__Assignment__: Please repeat the data exactly, leaving nothing out.

Items listed in a dataset
-----

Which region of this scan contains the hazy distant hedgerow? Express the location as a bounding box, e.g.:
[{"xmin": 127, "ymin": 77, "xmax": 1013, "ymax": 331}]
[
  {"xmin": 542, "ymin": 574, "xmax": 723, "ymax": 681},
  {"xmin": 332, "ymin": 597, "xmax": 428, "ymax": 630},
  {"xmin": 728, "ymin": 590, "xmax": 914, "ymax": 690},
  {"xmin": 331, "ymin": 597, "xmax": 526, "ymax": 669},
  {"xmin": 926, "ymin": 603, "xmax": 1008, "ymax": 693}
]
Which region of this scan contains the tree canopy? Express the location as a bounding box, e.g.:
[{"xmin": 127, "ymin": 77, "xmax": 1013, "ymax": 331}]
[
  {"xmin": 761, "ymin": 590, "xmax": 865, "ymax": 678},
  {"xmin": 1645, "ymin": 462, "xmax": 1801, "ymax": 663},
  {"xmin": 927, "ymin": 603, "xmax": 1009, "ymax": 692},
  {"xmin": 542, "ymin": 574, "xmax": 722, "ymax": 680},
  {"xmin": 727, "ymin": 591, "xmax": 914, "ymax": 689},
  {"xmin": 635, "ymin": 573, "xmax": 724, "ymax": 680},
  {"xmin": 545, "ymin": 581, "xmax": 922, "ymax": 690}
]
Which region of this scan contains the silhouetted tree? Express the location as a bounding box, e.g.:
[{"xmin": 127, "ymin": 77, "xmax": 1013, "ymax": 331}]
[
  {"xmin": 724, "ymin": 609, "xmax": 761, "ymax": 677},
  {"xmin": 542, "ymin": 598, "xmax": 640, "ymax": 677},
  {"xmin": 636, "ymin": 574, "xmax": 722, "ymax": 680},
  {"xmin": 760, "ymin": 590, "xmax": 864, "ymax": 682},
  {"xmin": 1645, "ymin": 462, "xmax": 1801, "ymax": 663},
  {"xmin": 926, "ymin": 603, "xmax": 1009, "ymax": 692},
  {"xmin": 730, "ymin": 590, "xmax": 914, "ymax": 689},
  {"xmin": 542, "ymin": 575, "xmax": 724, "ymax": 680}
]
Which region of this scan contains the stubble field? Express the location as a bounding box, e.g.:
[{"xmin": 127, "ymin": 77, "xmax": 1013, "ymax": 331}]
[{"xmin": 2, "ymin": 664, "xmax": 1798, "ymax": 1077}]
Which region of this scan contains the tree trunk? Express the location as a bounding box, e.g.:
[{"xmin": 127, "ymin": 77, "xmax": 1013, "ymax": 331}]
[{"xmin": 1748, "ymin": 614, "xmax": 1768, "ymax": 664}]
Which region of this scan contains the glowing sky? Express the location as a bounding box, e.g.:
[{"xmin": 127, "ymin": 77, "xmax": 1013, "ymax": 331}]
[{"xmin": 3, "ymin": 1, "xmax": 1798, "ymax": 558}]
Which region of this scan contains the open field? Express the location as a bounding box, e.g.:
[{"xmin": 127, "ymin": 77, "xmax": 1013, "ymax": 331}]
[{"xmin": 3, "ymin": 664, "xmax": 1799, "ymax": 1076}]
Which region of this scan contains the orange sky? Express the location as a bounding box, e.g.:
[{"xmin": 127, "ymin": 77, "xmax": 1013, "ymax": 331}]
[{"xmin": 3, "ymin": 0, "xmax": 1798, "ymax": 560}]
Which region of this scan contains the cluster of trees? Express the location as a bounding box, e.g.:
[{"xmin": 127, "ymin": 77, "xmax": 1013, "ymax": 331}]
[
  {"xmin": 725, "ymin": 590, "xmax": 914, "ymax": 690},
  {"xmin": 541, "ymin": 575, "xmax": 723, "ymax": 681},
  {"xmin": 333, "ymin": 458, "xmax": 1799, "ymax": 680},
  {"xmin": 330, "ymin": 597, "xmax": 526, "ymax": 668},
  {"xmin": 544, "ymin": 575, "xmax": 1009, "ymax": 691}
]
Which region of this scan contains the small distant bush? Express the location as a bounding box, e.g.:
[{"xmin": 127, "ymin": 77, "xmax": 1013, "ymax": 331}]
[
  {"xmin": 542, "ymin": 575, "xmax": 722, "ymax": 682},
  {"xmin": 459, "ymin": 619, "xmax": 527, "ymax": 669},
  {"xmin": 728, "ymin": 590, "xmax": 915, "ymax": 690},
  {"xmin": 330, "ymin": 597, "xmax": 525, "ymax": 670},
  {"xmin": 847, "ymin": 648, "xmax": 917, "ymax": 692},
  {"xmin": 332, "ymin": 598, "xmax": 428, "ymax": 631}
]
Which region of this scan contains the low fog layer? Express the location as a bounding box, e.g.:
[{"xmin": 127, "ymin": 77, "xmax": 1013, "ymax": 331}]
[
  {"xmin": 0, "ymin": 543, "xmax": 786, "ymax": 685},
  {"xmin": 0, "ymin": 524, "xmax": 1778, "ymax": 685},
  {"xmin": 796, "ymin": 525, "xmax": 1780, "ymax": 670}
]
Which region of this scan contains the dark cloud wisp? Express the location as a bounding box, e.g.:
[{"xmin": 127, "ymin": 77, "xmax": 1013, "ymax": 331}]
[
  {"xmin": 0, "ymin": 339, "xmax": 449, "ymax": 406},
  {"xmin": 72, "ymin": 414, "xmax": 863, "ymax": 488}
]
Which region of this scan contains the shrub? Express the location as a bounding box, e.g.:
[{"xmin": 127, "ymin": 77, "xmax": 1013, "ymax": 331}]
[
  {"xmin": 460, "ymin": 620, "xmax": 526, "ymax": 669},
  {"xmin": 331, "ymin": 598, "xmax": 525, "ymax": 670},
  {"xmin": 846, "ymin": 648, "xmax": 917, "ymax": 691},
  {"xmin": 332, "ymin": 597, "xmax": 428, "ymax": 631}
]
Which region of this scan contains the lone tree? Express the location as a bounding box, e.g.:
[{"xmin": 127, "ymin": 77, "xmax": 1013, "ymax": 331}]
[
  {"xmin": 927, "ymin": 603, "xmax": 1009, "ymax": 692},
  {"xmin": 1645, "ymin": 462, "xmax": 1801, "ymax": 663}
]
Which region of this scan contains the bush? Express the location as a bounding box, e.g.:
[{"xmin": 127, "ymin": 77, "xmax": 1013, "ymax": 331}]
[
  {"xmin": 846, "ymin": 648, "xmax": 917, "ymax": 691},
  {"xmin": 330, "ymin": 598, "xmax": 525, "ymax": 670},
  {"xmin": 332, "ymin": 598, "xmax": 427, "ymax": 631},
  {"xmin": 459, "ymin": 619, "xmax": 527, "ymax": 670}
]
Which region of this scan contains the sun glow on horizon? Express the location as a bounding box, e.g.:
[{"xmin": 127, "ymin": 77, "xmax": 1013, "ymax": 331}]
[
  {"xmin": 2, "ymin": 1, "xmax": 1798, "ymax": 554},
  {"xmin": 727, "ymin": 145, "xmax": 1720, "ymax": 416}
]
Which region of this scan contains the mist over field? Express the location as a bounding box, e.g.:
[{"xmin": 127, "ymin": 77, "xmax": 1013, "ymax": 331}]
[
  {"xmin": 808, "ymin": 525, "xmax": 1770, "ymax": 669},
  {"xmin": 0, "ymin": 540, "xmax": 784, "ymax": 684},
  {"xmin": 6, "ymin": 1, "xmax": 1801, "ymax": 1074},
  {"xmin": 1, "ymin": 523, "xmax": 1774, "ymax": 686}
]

-----

__Completed task__:
Which region of this scan contains the hazy distant hedgerow? Express the location as a bounding box, e.g.:
[{"xmin": 127, "ymin": 77, "xmax": 1013, "ymax": 331}]
[
  {"xmin": 542, "ymin": 574, "xmax": 723, "ymax": 681},
  {"xmin": 332, "ymin": 597, "xmax": 428, "ymax": 630},
  {"xmin": 728, "ymin": 590, "xmax": 914, "ymax": 690},
  {"xmin": 331, "ymin": 597, "xmax": 526, "ymax": 669},
  {"xmin": 926, "ymin": 603, "xmax": 1008, "ymax": 693}
]
Which region of this scan contains the tree canopy? Express the location as a bounding box, e.g.:
[{"xmin": 127, "ymin": 77, "xmax": 1013, "ymax": 331}]
[
  {"xmin": 761, "ymin": 590, "xmax": 865, "ymax": 678},
  {"xmin": 1645, "ymin": 462, "xmax": 1801, "ymax": 663},
  {"xmin": 927, "ymin": 603, "xmax": 1009, "ymax": 692},
  {"xmin": 542, "ymin": 574, "xmax": 722, "ymax": 680},
  {"xmin": 727, "ymin": 591, "xmax": 914, "ymax": 689},
  {"xmin": 635, "ymin": 573, "xmax": 724, "ymax": 680},
  {"xmin": 545, "ymin": 581, "xmax": 922, "ymax": 690}
]
Which region of this scan contains the silhouetted tree? Express the location as a bounding box, e.g.:
[{"xmin": 127, "ymin": 77, "xmax": 1013, "ymax": 331}]
[
  {"xmin": 724, "ymin": 609, "xmax": 761, "ymax": 677},
  {"xmin": 542, "ymin": 598, "xmax": 640, "ymax": 677},
  {"xmin": 636, "ymin": 574, "xmax": 722, "ymax": 680},
  {"xmin": 760, "ymin": 590, "xmax": 864, "ymax": 682},
  {"xmin": 1645, "ymin": 462, "xmax": 1801, "ymax": 663},
  {"xmin": 926, "ymin": 603, "xmax": 1009, "ymax": 692},
  {"xmin": 730, "ymin": 590, "xmax": 914, "ymax": 689},
  {"xmin": 542, "ymin": 575, "xmax": 724, "ymax": 680}
]
Which region of this scan contains the stubble field? Express the location as a bounding box, e.g.:
[{"xmin": 127, "ymin": 77, "xmax": 1013, "ymax": 331}]
[{"xmin": 2, "ymin": 664, "xmax": 1798, "ymax": 1077}]
Which region of this scan contains the tree trunk? Express the location as a bounding box, e.g.:
[{"xmin": 127, "ymin": 77, "xmax": 1013, "ymax": 331}]
[{"xmin": 1748, "ymin": 614, "xmax": 1768, "ymax": 664}]
Which region of this scan contains the glowing sky? Express the location as a bounding box, e.g.:
[{"xmin": 127, "ymin": 77, "xmax": 1013, "ymax": 331}]
[{"xmin": 3, "ymin": 1, "xmax": 1798, "ymax": 558}]
Which region of this scan contains the open field? Express the location as a bounding box, e.g.:
[{"xmin": 127, "ymin": 77, "xmax": 1013, "ymax": 331}]
[{"xmin": 3, "ymin": 664, "xmax": 1799, "ymax": 1076}]
Which region of this scan contains the orange sky? Express the location as a bounding box, e.g.:
[{"xmin": 127, "ymin": 77, "xmax": 1013, "ymax": 331}]
[{"xmin": 3, "ymin": 0, "xmax": 1798, "ymax": 560}]
Which region of this scan contains the cluster of trees? Express the location as a bounding box, e.g.:
[{"xmin": 127, "ymin": 77, "xmax": 1013, "ymax": 331}]
[
  {"xmin": 725, "ymin": 590, "xmax": 914, "ymax": 690},
  {"xmin": 541, "ymin": 575, "xmax": 723, "ymax": 681},
  {"xmin": 333, "ymin": 458, "xmax": 1799, "ymax": 680},
  {"xmin": 330, "ymin": 597, "xmax": 526, "ymax": 668},
  {"xmin": 544, "ymin": 575, "xmax": 1009, "ymax": 691}
]
Which region of this scan contains the small distant bush? Express the location as a bounding box, e.g.:
[{"xmin": 127, "ymin": 77, "xmax": 1013, "ymax": 331}]
[
  {"xmin": 542, "ymin": 575, "xmax": 722, "ymax": 682},
  {"xmin": 459, "ymin": 619, "xmax": 527, "ymax": 669},
  {"xmin": 728, "ymin": 590, "xmax": 915, "ymax": 690},
  {"xmin": 330, "ymin": 597, "xmax": 525, "ymax": 670},
  {"xmin": 847, "ymin": 648, "xmax": 917, "ymax": 692},
  {"xmin": 332, "ymin": 598, "xmax": 428, "ymax": 631}
]
Which region of this scan contains the low fog layer? Express the location as a bounding box, e.g.:
[{"xmin": 127, "ymin": 77, "xmax": 1013, "ymax": 331}]
[
  {"xmin": 0, "ymin": 543, "xmax": 786, "ymax": 685},
  {"xmin": 0, "ymin": 524, "xmax": 1778, "ymax": 685},
  {"xmin": 796, "ymin": 525, "xmax": 1780, "ymax": 670}
]
Which region of this scan contains the dark cloud wisp? Express the location as a bounding box, e.g.:
[{"xmin": 127, "ymin": 77, "xmax": 1013, "ymax": 331}]
[
  {"xmin": 0, "ymin": 339, "xmax": 449, "ymax": 406},
  {"xmin": 72, "ymin": 414, "xmax": 863, "ymax": 488}
]
Which region of this scan contains the shrub? Express the location as a bounding box, e.g.:
[{"xmin": 127, "ymin": 77, "xmax": 1013, "ymax": 331}]
[
  {"xmin": 460, "ymin": 620, "xmax": 526, "ymax": 669},
  {"xmin": 331, "ymin": 598, "xmax": 525, "ymax": 670},
  {"xmin": 846, "ymin": 648, "xmax": 917, "ymax": 691},
  {"xmin": 332, "ymin": 597, "xmax": 428, "ymax": 631}
]
Which region of this scan contains the lone tree? Express the location as a bounding box, e.g.:
[{"xmin": 127, "ymin": 77, "xmax": 1013, "ymax": 331}]
[
  {"xmin": 927, "ymin": 603, "xmax": 1009, "ymax": 692},
  {"xmin": 1645, "ymin": 462, "xmax": 1801, "ymax": 663}
]
Which region of this scan contains the bush? Express the location as a bounding box, e.g.:
[{"xmin": 127, "ymin": 77, "xmax": 1013, "ymax": 331}]
[
  {"xmin": 846, "ymin": 648, "xmax": 917, "ymax": 691},
  {"xmin": 330, "ymin": 598, "xmax": 525, "ymax": 670},
  {"xmin": 332, "ymin": 598, "xmax": 427, "ymax": 631},
  {"xmin": 459, "ymin": 619, "xmax": 527, "ymax": 670}
]
Which region of this scan contains the sun glow on horizon? Express the location as a bounding box, e.g.:
[{"xmin": 127, "ymin": 77, "xmax": 1013, "ymax": 331}]
[
  {"xmin": 2, "ymin": 1, "xmax": 1798, "ymax": 554},
  {"xmin": 727, "ymin": 145, "xmax": 1720, "ymax": 416}
]
Which region of this scan contains the mist over field? Express the location as a bounding box, e.g.:
[{"xmin": 127, "ymin": 77, "xmax": 1013, "ymax": 331}]
[
  {"xmin": 808, "ymin": 525, "xmax": 1770, "ymax": 669},
  {"xmin": 0, "ymin": 540, "xmax": 784, "ymax": 684},
  {"xmin": 6, "ymin": 1, "xmax": 1801, "ymax": 1074},
  {"xmin": 1, "ymin": 523, "xmax": 1774, "ymax": 686}
]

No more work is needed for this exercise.